*** TEXT PROVIDED ***
Closer ties with Taiwan could potentially bolster Ukraine’s efforts to pursue a competitive and diverse market for its goods, a requirement of the country’s association agreement with the EU. The European Parliament has been vocal in its support for enhanced economic relations between Ukraine and Taiwan. Advancements in this area would not only offer Ukraine economic benefits, but could also smooth the path toward further EU integration.

The e-governance and information space offers obvious opportunities for closer cooperation. Ukraine’s ability to maintain the functions of government at all levels since the full-scale Russian invasion began on February 24 is an area worthy of greater international study, particularly in terms of how Ukraine’s decentralized approach to local government has empowered city officials to be proactive in communications, planning, and coordination with citizens. The country’s postal service, tax revenue collection, online banking payments, and e-government services on Ukraine’s Diya app have all functioned smoothly despite the enormous challenges posed by Russia’s invasion.

The Ukrainian government’s masterly use of social media and other communications channels to not only convey important information and build morale inside Ukraine but also effectively communicate to the international community is of enormous interest to Taiwan. Plans are already being developed by Ukraine’s Ministry of Digital Transformation to send a delegation of Ukrainian MPs to Taipei later this year. Similar initiatives would likely be welcomed and met with considerable interest.
***
--- YOUR GOAL ---
Based on the text on Ukraine–Taiwan relations, explain in one to three sentences why closer economic ties with Taiwan could help Ukraine move toward further EU integration.
*** DATASET CONTENT ***
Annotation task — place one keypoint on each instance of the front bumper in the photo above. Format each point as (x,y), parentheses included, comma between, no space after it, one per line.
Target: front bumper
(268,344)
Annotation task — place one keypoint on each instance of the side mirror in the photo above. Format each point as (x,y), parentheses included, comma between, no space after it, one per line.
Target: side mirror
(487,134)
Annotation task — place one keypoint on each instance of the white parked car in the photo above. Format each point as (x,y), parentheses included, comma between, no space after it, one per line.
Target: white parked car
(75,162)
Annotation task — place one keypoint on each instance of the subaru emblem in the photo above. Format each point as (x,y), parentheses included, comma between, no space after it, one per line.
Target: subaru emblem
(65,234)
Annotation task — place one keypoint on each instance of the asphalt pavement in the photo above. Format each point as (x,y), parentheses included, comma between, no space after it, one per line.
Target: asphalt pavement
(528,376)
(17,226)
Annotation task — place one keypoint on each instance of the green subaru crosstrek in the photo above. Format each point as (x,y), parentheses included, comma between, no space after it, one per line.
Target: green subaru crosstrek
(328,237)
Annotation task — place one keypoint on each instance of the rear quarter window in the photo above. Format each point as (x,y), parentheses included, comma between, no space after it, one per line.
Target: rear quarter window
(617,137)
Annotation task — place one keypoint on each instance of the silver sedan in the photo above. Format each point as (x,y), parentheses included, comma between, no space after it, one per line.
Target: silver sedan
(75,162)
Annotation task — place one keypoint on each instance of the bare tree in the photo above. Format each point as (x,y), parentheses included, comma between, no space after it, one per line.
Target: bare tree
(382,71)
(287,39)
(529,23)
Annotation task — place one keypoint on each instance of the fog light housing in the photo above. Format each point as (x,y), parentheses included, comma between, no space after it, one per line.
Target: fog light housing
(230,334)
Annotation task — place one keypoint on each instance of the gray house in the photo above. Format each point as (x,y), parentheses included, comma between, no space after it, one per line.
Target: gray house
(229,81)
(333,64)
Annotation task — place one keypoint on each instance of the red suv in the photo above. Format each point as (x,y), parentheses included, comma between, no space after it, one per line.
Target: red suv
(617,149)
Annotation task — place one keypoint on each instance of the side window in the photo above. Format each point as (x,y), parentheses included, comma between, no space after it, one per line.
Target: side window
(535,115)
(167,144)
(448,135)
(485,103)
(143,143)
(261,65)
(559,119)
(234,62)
***
*** DATASET CONTENT ***
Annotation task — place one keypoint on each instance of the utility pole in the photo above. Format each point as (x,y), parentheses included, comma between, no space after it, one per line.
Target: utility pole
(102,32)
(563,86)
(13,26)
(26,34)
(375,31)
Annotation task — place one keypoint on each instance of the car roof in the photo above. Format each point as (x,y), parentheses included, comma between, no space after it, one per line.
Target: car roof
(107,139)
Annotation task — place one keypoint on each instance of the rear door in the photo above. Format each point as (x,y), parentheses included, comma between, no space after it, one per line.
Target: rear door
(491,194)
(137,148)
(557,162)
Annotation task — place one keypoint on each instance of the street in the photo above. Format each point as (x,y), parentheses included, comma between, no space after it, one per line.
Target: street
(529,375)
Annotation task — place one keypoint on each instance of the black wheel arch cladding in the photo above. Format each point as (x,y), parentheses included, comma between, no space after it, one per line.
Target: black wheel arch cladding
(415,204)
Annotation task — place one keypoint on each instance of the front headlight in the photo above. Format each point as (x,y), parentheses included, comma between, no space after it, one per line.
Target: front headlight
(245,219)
***
--- SOLUTION ---
Closer ties with Taiwan could strengthen Ukraine's efforts to build a competitive and diverse market for its goods. Such a market is a requirement of Ukraine's association agreement with the EU, so progress in this area could smooth the path toward further EU integration.